- Information given -
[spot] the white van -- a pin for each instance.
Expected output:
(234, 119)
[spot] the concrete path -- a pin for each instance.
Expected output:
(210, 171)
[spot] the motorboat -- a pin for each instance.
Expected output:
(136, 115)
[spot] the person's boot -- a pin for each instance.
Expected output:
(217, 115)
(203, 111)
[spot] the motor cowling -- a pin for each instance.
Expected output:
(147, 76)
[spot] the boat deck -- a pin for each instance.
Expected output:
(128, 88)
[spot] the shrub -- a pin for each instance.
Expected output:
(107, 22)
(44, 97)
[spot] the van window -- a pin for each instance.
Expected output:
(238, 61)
---
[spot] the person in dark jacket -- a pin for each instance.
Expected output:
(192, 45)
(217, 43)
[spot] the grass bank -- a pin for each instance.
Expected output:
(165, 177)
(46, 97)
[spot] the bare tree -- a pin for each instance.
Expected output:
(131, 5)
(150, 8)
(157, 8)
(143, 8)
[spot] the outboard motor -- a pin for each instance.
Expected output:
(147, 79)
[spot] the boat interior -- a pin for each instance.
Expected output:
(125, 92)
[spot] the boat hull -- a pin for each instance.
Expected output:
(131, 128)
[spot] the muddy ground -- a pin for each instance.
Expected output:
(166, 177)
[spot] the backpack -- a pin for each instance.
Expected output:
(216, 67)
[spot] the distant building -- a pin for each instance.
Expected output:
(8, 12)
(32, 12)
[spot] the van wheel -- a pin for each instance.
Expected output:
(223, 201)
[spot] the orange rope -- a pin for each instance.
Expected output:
---
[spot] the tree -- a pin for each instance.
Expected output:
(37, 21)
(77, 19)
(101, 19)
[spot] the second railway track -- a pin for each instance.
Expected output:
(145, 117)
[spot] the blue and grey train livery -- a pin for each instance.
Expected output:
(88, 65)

- Exercise -
Return each line from the entries above that contains the string "person", treating uppercase and lowercase as different.

- Task result -
[spot] the person's boot -- a pin for each instance.
[spot] the person in dark jacket -- a pin for each instance.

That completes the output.